Every entry that follows must be written out exactly, apart from its pictures.

Collected data:
§
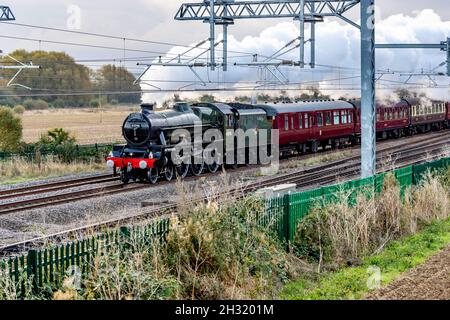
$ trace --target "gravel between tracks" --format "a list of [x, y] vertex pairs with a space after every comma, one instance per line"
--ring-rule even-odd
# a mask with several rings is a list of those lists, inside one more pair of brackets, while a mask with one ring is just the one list
[[450, 246], [366, 299], [450, 300]]

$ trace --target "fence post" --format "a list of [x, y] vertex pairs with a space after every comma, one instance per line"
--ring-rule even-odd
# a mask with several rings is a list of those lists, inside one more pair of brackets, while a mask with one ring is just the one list
[[118, 237], [118, 245], [121, 248], [129, 248], [130, 247], [130, 236], [131, 230], [128, 227], [120, 227], [119, 237]]
[[289, 242], [291, 241], [291, 206], [290, 206], [290, 194], [286, 194], [283, 197], [284, 205], [284, 237], [286, 239], [286, 245], [289, 249]]
[[29, 250], [27, 256], [27, 279], [33, 277], [33, 291], [37, 292], [38, 289], [38, 261], [37, 251]]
§
Reply to the task:
$ trace --target "gravel between tracks" --format "a list of [x, y] vertex pairs with a space after every comma, one instance per line"
--ring-rule even-odd
# a mask with several rings is a list of those lists, inside one more pair of brackets, while a mask with one ring is just the one list
[[450, 246], [366, 299], [450, 300]]

$ trace --target "fence post" --format "a list of [x, y] vertex pairs with a space after every comma, one instance per line"
--ring-rule even-odd
# a mask with several rings is a list of those lists, inside one more pair of brackets, while a mask with one ring is just the one list
[[118, 237], [118, 245], [121, 248], [129, 248], [130, 247], [130, 236], [131, 230], [128, 227], [120, 227], [119, 237]]
[[289, 242], [291, 241], [291, 206], [290, 206], [290, 194], [286, 194], [283, 197], [284, 205], [284, 237], [286, 239], [286, 245], [289, 249]]
[[29, 250], [27, 256], [27, 279], [33, 277], [33, 291], [37, 292], [38, 289], [38, 261], [37, 251]]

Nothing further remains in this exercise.